-- start MATERIAL PROVIDED --
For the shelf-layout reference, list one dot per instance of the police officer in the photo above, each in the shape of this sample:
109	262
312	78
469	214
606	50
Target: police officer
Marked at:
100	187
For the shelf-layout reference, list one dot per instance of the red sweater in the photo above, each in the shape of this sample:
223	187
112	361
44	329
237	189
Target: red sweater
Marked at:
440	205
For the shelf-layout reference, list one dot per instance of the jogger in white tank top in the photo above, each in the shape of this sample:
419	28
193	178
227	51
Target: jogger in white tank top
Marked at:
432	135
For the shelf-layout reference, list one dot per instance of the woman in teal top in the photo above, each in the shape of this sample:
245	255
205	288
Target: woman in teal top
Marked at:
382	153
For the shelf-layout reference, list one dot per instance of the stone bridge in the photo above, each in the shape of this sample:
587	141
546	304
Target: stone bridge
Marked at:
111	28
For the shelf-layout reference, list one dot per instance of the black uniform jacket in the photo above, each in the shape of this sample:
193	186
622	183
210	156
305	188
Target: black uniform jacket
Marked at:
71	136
-- end MATERIAL PROVIDED --
-- start MATERIAL PROVIDED --
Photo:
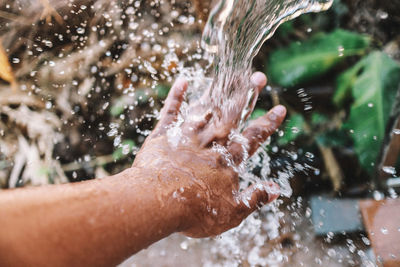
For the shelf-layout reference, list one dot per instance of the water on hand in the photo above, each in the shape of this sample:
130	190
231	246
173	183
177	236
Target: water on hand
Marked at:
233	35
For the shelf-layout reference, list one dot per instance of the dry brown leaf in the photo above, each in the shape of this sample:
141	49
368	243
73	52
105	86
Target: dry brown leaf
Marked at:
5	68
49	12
-- end MATERIAL PROVIDED --
-- start MATERIAL PROVIDED --
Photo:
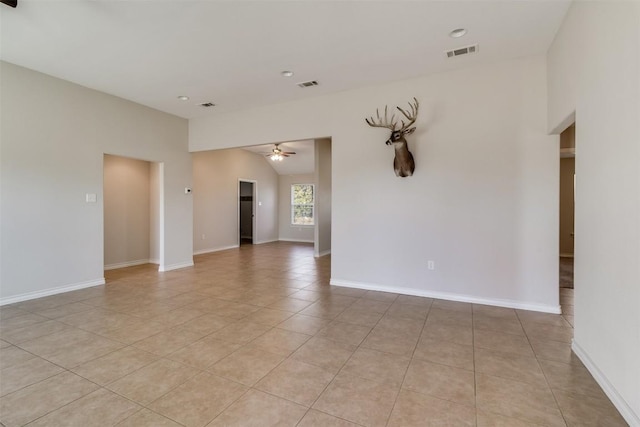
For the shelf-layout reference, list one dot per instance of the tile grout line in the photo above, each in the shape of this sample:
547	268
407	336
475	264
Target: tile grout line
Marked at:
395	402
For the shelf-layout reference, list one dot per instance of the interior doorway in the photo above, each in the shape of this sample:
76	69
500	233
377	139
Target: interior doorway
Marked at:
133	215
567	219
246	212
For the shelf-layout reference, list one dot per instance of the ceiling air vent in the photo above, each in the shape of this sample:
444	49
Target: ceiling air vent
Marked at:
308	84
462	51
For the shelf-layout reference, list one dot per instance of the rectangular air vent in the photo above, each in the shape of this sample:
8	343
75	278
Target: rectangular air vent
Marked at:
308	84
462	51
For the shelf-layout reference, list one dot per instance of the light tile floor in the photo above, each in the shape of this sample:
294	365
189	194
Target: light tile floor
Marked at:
-- end MATERIAL PROVIDED --
● **SHORT TASK**: Count the lines in the records above that contain the string "stone", where case matters. Give only the number.

● **THE COMPLETED TASK**: 2